Stored data entries
______________________________
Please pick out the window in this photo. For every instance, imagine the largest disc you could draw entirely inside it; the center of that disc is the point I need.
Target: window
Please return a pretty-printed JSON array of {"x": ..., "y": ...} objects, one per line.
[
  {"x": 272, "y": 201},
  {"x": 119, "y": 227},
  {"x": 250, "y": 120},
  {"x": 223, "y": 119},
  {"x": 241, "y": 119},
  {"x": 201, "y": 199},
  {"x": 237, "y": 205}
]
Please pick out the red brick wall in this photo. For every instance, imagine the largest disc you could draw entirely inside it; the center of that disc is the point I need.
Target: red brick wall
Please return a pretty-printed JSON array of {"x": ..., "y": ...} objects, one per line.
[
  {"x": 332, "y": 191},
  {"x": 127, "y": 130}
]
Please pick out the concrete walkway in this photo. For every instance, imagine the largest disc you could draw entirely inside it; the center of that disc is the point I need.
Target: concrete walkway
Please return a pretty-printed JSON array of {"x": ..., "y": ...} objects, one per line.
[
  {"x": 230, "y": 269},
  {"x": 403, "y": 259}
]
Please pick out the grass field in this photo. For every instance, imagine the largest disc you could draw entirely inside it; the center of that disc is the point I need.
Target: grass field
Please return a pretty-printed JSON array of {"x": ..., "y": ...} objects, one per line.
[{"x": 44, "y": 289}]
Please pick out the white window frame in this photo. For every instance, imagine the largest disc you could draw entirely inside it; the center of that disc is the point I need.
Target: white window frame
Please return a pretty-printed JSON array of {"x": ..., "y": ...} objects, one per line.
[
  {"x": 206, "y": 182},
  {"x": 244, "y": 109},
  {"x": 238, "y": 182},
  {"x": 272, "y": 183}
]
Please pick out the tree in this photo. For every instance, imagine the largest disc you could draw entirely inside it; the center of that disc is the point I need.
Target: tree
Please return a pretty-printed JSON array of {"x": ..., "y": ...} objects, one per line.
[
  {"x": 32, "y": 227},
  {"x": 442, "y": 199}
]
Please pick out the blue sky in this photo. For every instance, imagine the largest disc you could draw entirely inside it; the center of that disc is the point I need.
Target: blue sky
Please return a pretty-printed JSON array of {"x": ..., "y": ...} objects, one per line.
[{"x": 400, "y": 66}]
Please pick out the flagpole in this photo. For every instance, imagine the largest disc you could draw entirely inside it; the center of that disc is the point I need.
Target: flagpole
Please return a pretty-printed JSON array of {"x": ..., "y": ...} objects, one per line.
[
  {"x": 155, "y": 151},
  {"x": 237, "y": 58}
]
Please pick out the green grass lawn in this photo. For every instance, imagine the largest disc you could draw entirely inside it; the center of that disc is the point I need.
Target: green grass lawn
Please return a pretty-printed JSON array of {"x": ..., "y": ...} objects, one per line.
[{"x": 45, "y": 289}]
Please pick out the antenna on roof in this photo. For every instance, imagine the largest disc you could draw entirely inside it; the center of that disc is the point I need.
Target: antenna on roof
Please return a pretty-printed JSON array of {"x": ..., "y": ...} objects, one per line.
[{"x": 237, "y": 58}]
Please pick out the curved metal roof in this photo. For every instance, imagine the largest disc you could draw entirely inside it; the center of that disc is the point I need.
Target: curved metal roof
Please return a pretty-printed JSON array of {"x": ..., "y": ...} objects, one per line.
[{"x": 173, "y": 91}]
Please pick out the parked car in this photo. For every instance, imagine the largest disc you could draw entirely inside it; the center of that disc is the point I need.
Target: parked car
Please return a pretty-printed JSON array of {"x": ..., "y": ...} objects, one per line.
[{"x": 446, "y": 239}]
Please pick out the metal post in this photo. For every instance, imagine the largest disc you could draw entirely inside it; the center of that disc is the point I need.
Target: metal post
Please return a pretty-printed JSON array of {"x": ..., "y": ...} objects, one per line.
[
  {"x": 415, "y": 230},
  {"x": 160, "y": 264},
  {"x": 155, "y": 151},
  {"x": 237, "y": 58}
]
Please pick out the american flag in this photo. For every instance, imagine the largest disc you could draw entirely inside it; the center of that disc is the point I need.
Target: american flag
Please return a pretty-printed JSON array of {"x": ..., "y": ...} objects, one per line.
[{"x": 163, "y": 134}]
______________________________
● Problem to solve: Make an exact copy of all the entries above.

● Task result:
Please pick out the window in this photo. For every instance, imagine the largest disc you could draw entirely inside it; the center of that disc is the point I need.
Target: window
Please return a pretty-printed JSON array of {"x": ..., "y": ...} objects, one per line.
[
  {"x": 272, "y": 201},
  {"x": 119, "y": 227},
  {"x": 250, "y": 120},
  {"x": 223, "y": 119},
  {"x": 241, "y": 119},
  {"x": 201, "y": 199},
  {"x": 237, "y": 205}
]
Please pick out the red brick wall in this photo. For every instance, imagine the largest disc you could draw entirely inside it; the center of that disc is the point I need.
Target: red brick wall
Please return a pretty-printed JSON array of {"x": ..., "y": ...} objects, one per line.
[
  {"x": 332, "y": 191},
  {"x": 127, "y": 130}
]
Please pick out the concrete walkway in this photo. For every instance, imagine the largest disc you could draw entirely inside it; the center of that disc is the point I need.
Target: concrete walkway
Please return a pretty-printed JSON array of {"x": ..., "y": ...} objects, one per line.
[
  {"x": 230, "y": 269},
  {"x": 403, "y": 259}
]
Please pick out the grass field in this photo. For every instance, imagine the largest disc you could draw entirely inside it; the center of that disc is the point I need.
Target: grass field
Please return a pretty-printed JSON array of {"x": ..., "y": ...} objects, one per line.
[{"x": 44, "y": 289}]
Please pick out the white window frame in this photo. For every instance, imagine the largest disc you could draw entirely inside it; the center of that disc is the point I need.
Target: white window frame
Please return a pretty-printed JSON array of {"x": ..., "y": ...} objects, one per line.
[
  {"x": 206, "y": 182},
  {"x": 244, "y": 109},
  {"x": 238, "y": 182},
  {"x": 272, "y": 183}
]
Please pick out the tree in this photo. For every instance, imagine the largest disc you could draw entirely inside it; the center of that disc is the point I need.
Target: tree
Please return a pretty-printed JSON array of {"x": ..., "y": ...} objects, one per line.
[
  {"x": 32, "y": 227},
  {"x": 442, "y": 199}
]
Please pick out the blue sky in this photo. For every instance, imagine the largest disc you could draw entirely inside it; the center of that disc is the point I need.
Target: blue sky
Please return a pretty-printed JSON array of {"x": ..., "y": ...} objects, one per line.
[{"x": 400, "y": 66}]
Please pick out the flagpole in this photo. For every instance, imagine the largest disc you could draw entirely inside it; the center of that disc is the point I need.
Target: flagpole
Please return a pretty-printed JSON array of {"x": ..., "y": ...} objects, one per line.
[
  {"x": 155, "y": 151},
  {"x": 237, "y": 58}
]
Please pick out the green grass lawn in this photo. For every instance, imagine the largest disc you could draw entirely inside it; the center of that disc is the point I need.
Target: green grass lawn
Please return a pretty-printed JSON array of {"x": ..., "y": ...} objects, one per line.
[{"x": 45, "y": 289}]
Please pick out the antenna on roof in this photo. For every instance, imagine the largest disc you could draw entirely inside it; the center of that disc is the point I need.
Target: antenna on roof
Please return a pretty-printed JSON array of {"x": ..., "y": ...} objects, one per line.
[{"x": 237, "y": 58}]
Please pick out the curved metal roof in this photo. For every instance, imagine the largest disc you could draw entirely inside it; the center of that disc is the point I need.
Target: curved metal roof
Please return a pretty-printed JSON array of {"x": ..., "y": ...} objects, one per line.
[{"x": 173, "y": 91}]
Please pick out the parked car in this photo. For every instance, imagine the largest disc you could draw entirely inside it; the center of that disc is the point I need.
Target: parked car
Please return a pretty-printed JSON array of {"x": ..., "y": ...} objects, one per line.
[{"x": 446, "y": 239}]
Please pick out the metal post in this photo. For every instance, imagine the largest disc you could draw entirely inside it; the center of that disc is the point I need.
Target: metal post
Please return a pretty-printed JSON array of {"x": ..., "y": ...} objects, one per line.
[
  {"x": 415, "y": 230},
  {"x": 160, "y": 264},
  {"x": 155, "y": 151},
  {"x": 237, "y": 58}
]
Please pick out the american flag in this photo. For every instance, imagine the largest disc you could draw entirely inside it; the center of that disc is the point I need.
Target: american flag
Please return a pretty-printed JSON array of {"x": ..., "y": ...} objects, one per line.
[{"x": 163, "y": 134}]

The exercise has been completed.